Excerpts from point annotation data:
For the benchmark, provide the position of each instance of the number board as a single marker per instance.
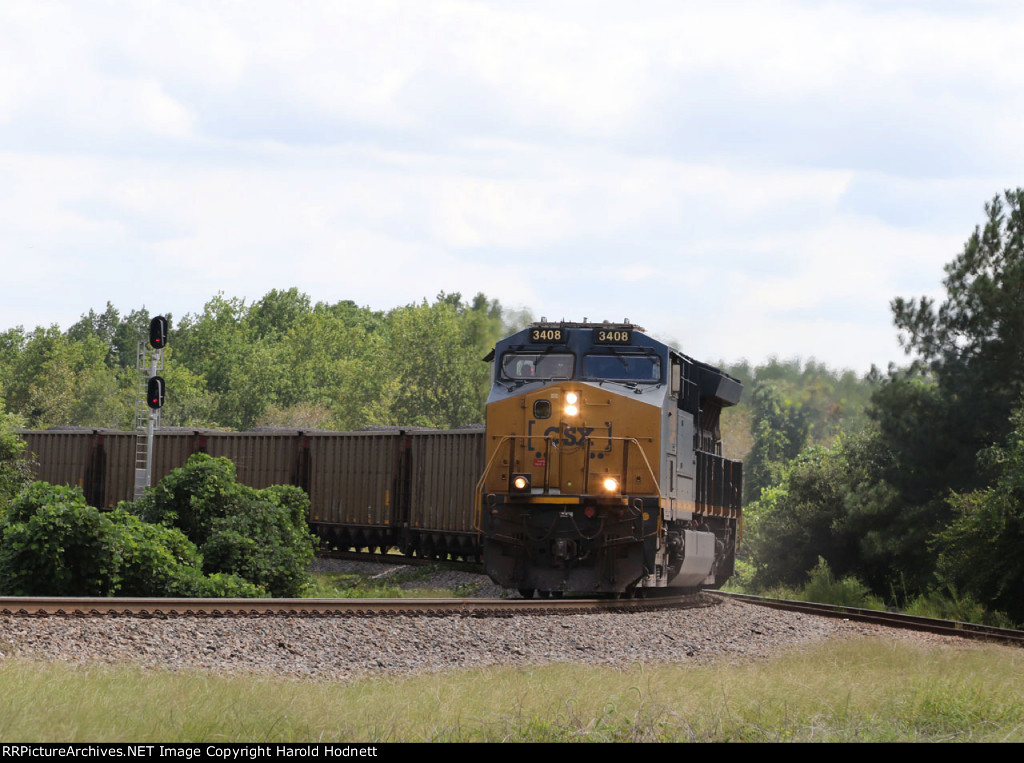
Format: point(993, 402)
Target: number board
point(547, 336)
point(612, 336)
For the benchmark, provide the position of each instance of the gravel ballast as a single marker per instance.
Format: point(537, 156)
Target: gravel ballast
point(340, 648)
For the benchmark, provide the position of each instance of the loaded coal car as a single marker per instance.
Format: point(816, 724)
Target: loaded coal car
point(409, 489)
point(604, 468)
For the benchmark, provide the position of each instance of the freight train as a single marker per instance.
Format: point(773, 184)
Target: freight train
point(599, 470)
point(604, 465)
point(386, 488)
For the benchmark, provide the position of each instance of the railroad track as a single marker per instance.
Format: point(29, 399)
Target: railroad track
point(473, 607)
point(890, 620)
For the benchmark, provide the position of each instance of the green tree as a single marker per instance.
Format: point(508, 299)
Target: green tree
point(982, 550)
point(779, 427)
point(956, 397)
point(14, 469)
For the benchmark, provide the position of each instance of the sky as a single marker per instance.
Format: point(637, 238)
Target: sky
point(743, 179)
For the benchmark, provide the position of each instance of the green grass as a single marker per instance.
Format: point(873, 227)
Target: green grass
point(853, 690)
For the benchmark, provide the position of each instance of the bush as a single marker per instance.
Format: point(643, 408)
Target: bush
point(260, 536)
point(54, 544)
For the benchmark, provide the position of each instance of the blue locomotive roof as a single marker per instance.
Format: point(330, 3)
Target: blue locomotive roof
point(580, 338)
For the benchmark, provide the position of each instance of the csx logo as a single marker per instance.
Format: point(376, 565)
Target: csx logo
point(570, 436)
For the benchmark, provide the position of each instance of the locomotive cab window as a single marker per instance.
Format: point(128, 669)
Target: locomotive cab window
point(532, 366)
point(623, 368)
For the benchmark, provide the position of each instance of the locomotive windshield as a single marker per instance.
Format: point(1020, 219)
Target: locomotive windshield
point(529, 366)
point(623, 368)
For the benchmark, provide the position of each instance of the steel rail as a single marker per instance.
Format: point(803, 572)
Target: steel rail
point(168, 607)
point(891, 620)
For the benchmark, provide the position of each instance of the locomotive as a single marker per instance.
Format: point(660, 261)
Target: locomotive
point(604, 470)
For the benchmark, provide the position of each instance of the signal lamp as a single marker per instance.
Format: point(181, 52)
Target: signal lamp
point(520, 482)
point(158, 332)
point(155, 392)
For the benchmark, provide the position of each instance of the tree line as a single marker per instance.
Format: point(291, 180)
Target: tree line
point(928, 495)
point(909, 479)
point(280, 361)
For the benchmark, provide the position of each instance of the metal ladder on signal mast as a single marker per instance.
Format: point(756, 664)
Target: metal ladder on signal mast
point(148, 362)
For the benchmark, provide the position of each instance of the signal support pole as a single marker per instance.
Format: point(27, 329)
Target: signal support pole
point(150, 403)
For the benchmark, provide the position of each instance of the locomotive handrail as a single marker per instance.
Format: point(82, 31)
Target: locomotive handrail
point(478, 494)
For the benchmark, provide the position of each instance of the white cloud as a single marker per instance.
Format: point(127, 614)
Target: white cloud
point(752, 177)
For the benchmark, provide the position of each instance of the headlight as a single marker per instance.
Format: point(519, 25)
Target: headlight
point(520, 482)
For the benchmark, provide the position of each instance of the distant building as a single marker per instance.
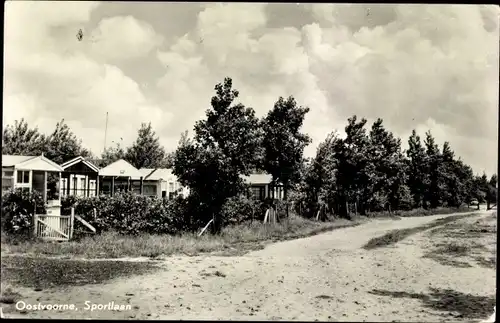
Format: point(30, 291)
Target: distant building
point(261, 187)
point(165, 182)
point(29, 173)
point(79, 178)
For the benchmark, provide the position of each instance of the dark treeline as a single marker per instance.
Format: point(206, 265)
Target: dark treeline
point(367, 168)
point(62, 145)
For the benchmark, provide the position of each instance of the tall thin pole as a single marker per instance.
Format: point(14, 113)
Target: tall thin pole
point(106, 131)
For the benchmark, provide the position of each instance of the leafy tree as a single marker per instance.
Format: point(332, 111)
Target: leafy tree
point(146, 151)
point(492, 194)
point(19, 139)
point(225, 145)
point(388, 169)
point(111, 154)
point(434, 195)
point(319, 184)
point(284, 143)
point(417, 169)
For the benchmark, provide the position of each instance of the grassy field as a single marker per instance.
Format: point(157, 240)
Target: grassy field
point(234, 240)
point(395, 236)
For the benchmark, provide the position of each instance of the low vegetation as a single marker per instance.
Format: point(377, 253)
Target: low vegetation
point(473, 244)
point(234, 239)
point(395, 236)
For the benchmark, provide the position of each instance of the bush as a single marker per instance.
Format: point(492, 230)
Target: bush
point(18, 208)
point(128, 213)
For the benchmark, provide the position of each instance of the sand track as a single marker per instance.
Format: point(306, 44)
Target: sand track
point(324, 277)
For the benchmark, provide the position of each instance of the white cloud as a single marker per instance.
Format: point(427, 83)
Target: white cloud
point(55, 76)
point(415, 66)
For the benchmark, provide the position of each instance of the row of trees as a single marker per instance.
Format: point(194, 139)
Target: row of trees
point(62, 145)
point(232, 141)
point(371, 170)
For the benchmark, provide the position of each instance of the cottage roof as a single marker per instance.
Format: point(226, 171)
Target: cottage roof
point(39, 163)
point(77, 160)
point(257, 179)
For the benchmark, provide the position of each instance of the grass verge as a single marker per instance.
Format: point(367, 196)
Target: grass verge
point(394, 236)
point(233, 240)
point(465, 243)
point(451, 303)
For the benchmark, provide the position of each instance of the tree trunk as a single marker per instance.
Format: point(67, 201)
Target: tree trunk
point(285, 197)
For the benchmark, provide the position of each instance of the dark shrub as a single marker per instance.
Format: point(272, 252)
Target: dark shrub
point(18, 208)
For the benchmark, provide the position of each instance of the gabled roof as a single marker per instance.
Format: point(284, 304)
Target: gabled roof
point(40, 163)
point(121, 168)
point(77, 160)
point(158, 174)
point(257, 178)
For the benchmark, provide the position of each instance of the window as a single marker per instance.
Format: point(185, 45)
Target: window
point(23, 177)
point(7, 183)
point(149, 190)
point(258, 192)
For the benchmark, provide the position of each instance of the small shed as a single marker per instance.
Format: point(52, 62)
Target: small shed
point(30, 173)
point(167, 185)
point(79, 178)
point(120, 176)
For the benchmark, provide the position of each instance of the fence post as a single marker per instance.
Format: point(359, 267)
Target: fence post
point(71, 223)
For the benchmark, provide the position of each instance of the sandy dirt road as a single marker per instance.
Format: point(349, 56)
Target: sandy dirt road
point(328, 277)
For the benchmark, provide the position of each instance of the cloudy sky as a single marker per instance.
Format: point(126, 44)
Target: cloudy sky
point(416, 66)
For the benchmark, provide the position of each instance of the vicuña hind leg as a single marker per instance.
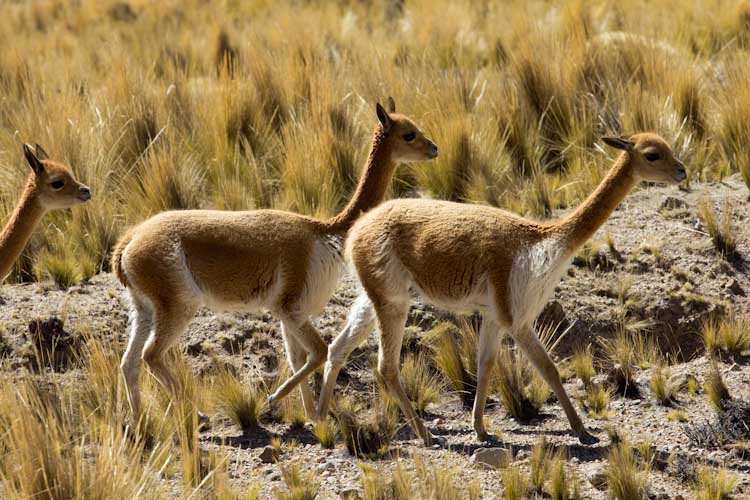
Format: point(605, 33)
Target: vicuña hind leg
point(307, 336)
point(392, 319)
point(528, 341)
point(169, 324)
point(141, 321)
point(296, 356)
point(489, 341)
point(360, 323)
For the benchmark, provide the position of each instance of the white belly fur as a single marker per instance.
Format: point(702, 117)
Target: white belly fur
point(325, 270)
point(533, 278)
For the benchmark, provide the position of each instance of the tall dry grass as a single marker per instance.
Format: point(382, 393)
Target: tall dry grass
point(241, 105)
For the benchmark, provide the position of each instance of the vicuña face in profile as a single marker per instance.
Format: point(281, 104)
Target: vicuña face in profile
point(56, 185)
point(408, 143)
point(652, 158)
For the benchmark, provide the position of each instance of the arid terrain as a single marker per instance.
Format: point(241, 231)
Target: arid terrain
point(258, 104)
point(675, 280)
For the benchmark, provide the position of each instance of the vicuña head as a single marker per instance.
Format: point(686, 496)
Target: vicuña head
point(287, 263)
point(651, 157)
point(408, 143)
point(50, 186)
point(53, 184)
point(473, 257)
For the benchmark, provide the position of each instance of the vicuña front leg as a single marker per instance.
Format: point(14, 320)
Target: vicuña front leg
point(141, 321)
point(296, 356)
point(169, 324)
point(360, 323)
point(528, 341)
point(309, 338)
point(489, 342)
point(392, 320)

- Given instruction -
Rewrite the lines of the listing from the one containing "lamp as a single marker per instance." through the one containing "point(280, 361)", inclusive, requests included. Multiply each coordinate in the answer points by 2.05, rounding to whole numbers with halves going up, and leave the format samples in the requests unchanged.

- Solution to the problem -
For the benchmark, provide the position of each instance of the signal lamp as a single marker per instance.
Format: point(181, 52)
Target: signal lamp
point(1066, 988)
point(324, 681)
point(318, 804)
For the benchmark, provide the position of each instance of the tree line as a single marker per instance.
Format: point(291, 180)
Target: tree line
point(1902, 1015)
point(1863, 982)
point(574, 740)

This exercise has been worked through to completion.